**Exercise brief**
Quote all of the data that follows exactly as written, skipping the images.

**Material provided**
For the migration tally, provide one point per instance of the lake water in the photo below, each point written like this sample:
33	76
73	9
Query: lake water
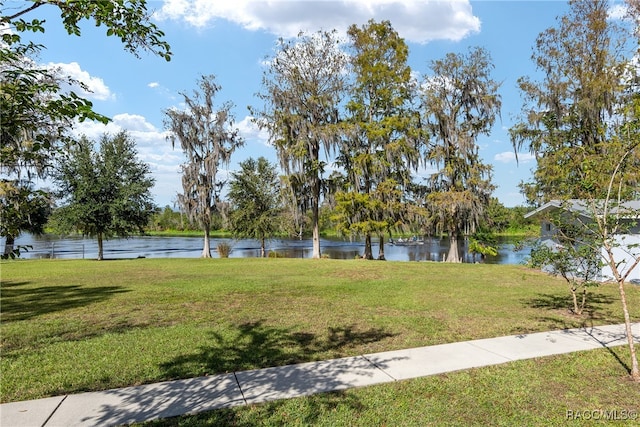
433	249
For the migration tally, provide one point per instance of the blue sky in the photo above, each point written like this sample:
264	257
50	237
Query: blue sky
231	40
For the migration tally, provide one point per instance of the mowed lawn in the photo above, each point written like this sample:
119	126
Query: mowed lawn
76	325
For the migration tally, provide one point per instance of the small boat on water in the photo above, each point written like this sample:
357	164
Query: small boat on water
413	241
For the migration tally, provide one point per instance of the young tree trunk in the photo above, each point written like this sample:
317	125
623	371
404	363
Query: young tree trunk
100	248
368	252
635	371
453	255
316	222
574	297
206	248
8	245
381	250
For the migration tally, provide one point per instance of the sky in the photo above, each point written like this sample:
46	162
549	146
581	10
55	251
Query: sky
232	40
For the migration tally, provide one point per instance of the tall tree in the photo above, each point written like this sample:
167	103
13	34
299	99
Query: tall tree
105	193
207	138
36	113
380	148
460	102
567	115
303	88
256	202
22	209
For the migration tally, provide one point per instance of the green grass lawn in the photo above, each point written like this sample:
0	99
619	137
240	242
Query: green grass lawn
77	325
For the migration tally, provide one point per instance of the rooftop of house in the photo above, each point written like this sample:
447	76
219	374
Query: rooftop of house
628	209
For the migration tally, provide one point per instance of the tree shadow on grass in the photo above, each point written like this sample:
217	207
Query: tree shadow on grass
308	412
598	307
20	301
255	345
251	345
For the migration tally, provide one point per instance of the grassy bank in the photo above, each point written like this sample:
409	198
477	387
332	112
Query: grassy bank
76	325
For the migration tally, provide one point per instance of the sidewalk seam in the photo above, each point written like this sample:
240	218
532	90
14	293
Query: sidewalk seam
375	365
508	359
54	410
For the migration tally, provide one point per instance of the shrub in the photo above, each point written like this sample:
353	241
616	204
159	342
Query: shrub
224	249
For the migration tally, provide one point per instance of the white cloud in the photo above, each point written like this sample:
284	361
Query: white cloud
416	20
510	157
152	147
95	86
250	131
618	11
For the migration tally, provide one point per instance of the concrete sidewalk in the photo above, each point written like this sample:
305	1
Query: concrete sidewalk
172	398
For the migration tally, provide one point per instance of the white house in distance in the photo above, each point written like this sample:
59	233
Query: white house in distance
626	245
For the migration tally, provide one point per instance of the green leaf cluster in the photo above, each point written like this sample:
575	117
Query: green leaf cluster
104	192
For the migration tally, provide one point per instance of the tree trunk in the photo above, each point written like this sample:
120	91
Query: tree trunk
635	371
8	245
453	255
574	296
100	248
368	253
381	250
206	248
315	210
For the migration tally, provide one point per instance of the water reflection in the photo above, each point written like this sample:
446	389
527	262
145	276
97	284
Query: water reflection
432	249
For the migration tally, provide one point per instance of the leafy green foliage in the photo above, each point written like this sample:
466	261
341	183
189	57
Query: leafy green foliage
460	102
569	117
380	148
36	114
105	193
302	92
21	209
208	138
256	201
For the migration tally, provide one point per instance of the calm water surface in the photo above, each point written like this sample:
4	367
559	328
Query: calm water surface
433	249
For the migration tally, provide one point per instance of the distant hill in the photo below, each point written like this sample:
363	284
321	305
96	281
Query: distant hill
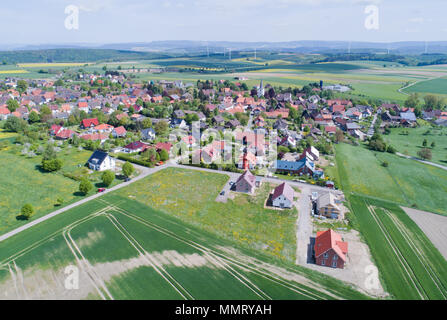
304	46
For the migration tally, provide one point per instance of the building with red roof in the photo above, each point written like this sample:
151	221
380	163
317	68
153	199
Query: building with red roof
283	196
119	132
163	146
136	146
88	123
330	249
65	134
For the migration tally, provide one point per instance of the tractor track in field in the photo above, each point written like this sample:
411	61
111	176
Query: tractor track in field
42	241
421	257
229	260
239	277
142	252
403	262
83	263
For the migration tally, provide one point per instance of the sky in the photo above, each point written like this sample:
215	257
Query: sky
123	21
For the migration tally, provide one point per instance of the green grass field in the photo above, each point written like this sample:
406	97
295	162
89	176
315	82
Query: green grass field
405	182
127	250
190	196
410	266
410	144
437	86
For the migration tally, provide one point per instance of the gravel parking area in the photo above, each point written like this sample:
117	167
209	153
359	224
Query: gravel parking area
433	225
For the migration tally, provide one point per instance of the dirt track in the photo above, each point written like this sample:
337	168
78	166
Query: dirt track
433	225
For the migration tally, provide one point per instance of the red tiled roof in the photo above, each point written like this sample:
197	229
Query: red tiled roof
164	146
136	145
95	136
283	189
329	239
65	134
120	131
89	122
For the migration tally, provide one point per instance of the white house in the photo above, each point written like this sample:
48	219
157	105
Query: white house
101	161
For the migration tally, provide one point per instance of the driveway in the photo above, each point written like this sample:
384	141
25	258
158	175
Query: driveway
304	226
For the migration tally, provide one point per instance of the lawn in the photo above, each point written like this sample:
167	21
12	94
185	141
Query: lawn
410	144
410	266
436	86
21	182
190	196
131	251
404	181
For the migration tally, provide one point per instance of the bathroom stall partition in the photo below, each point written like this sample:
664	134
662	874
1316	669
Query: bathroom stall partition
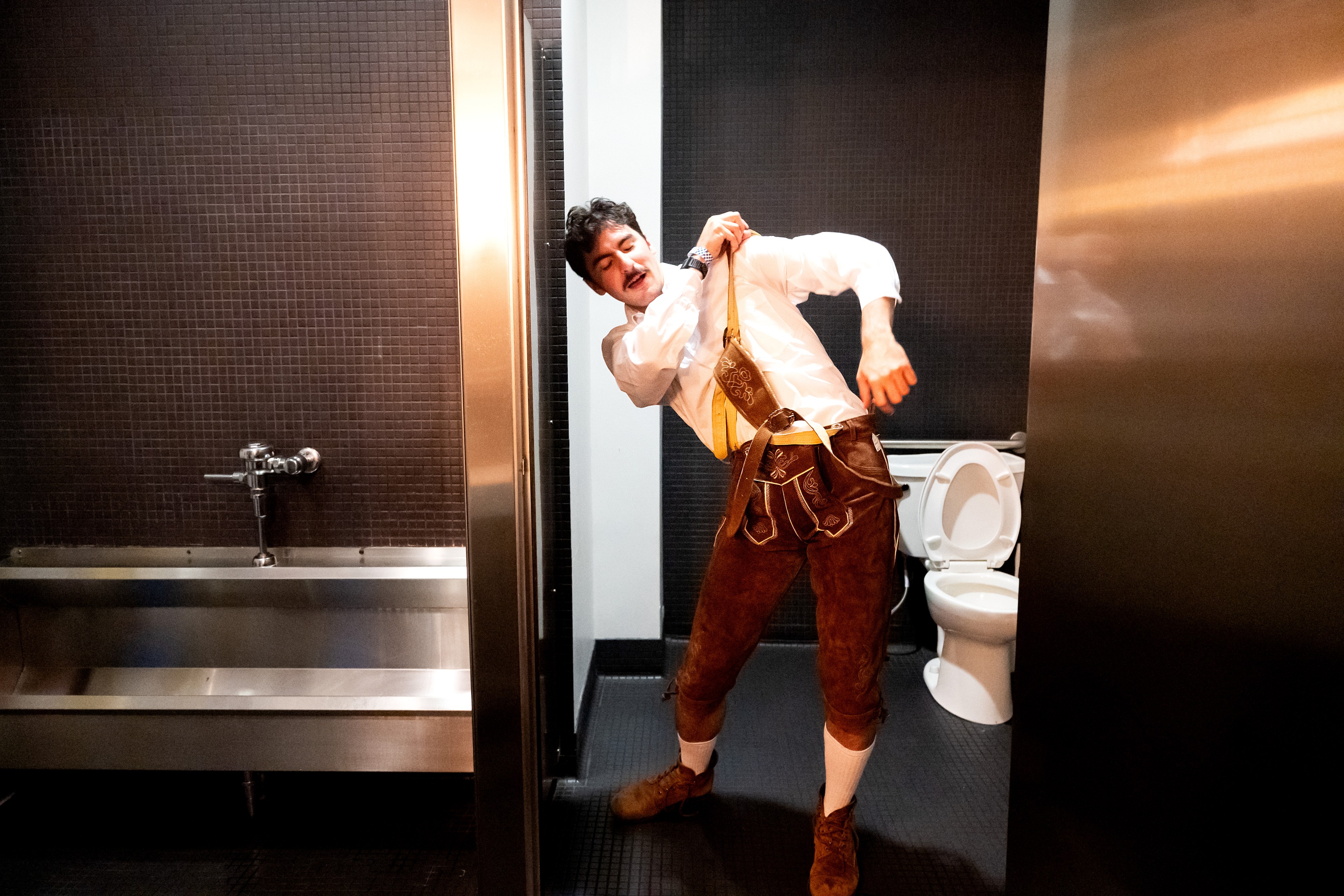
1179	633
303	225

**Solution for this problem**
For the migration tally, provide one point per instance of the lake water in the photo below, each point written like this sample:
33	76
73	9
Query: lake water
433	249
For the migration tally, provide one point per instance of the blue sky in the photo above, each point written like this sample:
264	257
50	237
Query: blue sky
231	40
For the migration tally, provide one point per instance of the mowed lawn in the photo above, each point written like this sample:
119	126
Query: mowed lawn
76	325
For the migration tally, provide one point per instance of the small boat on water in the photo above, each point written like this sample:
357	164
Query: small boat on water
413	241
For the migration tally, provide one point per instance of the young tree trunk in the photo above, each point written like this sample:
317	125
623	371
404	363
Query: young tree trunk
100	248
368	252
635	371
453	255
316	222
574	297
206	248
8	245
381	250
For the migration tally, provide one point per instance of the sky in the photo above, each point written like this sample:
46	162
549	146
581	10
55	251
Query: sky
232	40
For the migration tally, provide one point per instance of the tall tree in the photo above, each point written like this sample:
167	103
13	34
299	99
Query: tall tree
105	193
207	138
36	113
380	148
460	102
567	115
303	88
256	202
22	209
For the migration tally, provide one point per instance of the green grass lawn in the photo above, each point written like this sample:
0	99
619	137
240	242
Query: green grass lawn
77	325
For the migration tally, provide one point per instance of the rooftop of house in the photo above, each point written like this sample:
447	76
219	374
Query: rooftop of house
628	209
For the migration tally, provide one point per instance of the tree shadow on grass in the photo above, each point written like this sample:
217	207
Query: tree shadow on grass
308	412
598	307
20	301
255	345
251	345
For the migration tally, provide one point per instance of the grassy bank in the photo above, each point written like this sample:
409	198
477	387
332	112
Query: grassy bank
76	325
For the migration tally, provide one point per instance of the sidewalk seam in the photo above, each point written like this sample:
240	218
532	90
14	293
Query: sidewalk seam
375	365
508	359
54	410
For the migration tally, provide one point per instance of the shrub in the photo above, each point written like this sample:
353	241
616	204
159	342
Query: shrub
224	249
For the migration tally, provide one point per instance of the white cloud in the photo above, each point written like this sample:
284	361
Query: white cloud
416	20
510	157
152	147
95	86
250	131
618	11
For the migration tally, provide one point per instance of the concrete sidewalk in the photo above, each point written like this sample:
305	1
Query: concrete sidewalk
172	398
For the migration tally, provide one point per instance of the white house in distance in the photo above, each point written like this sample:
59	233
Query: white house in distance
626	245
For the migration tally, provide one point per instance of the green leaf cluster in the photo above, each point written like this sample:
575	117
Query: green leaf cluster
104	192
For the migration tally, provide one point per instance of the tree trunk in the photo above, each point written like this sample:
120	91
Query: tree trunk
635	371
8	245
453	255
574	296
100	248
368	253
381	250
206	248
315	210
For the migration tally, provide one point per instance of the water reflection in the photo above, each point written like this sample:
446	389
527	262
145	276
97	284
Query: water reflection
432	249
For the migration tally, provide one point per instance of the leafy green foliage in the photo above, each point written like this sample:
466	261
341	183
189	57
Query: leafy green foliage
460	102
569	117
380	148
36	114
105	193
302	92
21	209
208	138
256	201
For the migration tally, provide one point per instance of the calm water surface in the photo above, each point written like this sample:
4	367
559	328
Query: calm water surface
433	249
For the migration tally, provide one point per instance of the distant hill in the photo below, each point written like this sample:
363	284
321	305
96	281
Query: distant hill
304	46
For the migration tally, provide one point per instance of the building with red roof in the photo above, each point written like this sample:
151	221
380	163
317	68
153	199
Query: building with red roof
283	196
119	132
163	146
136	146
88	123
330	249
65	134
For the migration tally, provide one point per instance of the tractor track in field in the photo above, each point written like this sample:
411	61
111	176
Query: tractor track in field
42	241
421	257
229	260
239	277
142	252
403	262
83	263
For the migration tally, provide one point per instance of the sky in the photo above, each point written like this sample:
215	257
Query: sky
123	21
For the migration tally, provide one point per instance of the green grass field in the photo above, each point written like this sample:
406	97
295	162
89	176
315	82
Query: green grass field
405	182
127	250
190	196
410	266
410	144
437	86
For the migration tally, provide one point per instance of the gravel parking area in the photo above, each point written like this sample:
117	167
209	153
359	224
Query: gravel parking area
433	225
For the migration tally, provide one point per instance of the dirt track in the photo above, each point written like this sample:
337	168
78	166
Query: dirt track
433	225
For the migration tally, provide one point per instance of the red tiled roof in the photo above, each point written like this sample:
197	229
Query: red tiled roof
164	146
136	145
95	136
283	189
329	239
65	134
120	131
89	122
For the migration tally, provide one point per instance of the white house in the photo above, each point written like this sample:
48	219
157	105
Query: white house
101	161
For the migration tally, provide one point per instance of the driveway in the photo above, each point written like this sample:
384	141
25	258
158	175
Query: driveway
304	226
For the migration tally, provide one point per instance of the lawn in the photo above, each point written like this sample:
167	21
12	94
185	141
Query: lawn
410	144
410	266
436	86
21	182
190	196
131	251
404	181
For the migration tally, provide one point per instance of the bathroom stall partition in the photo below, each point written like this sample:
664	134
662	874
1316	669
Query: bathroom stall partition
1179	633
303	225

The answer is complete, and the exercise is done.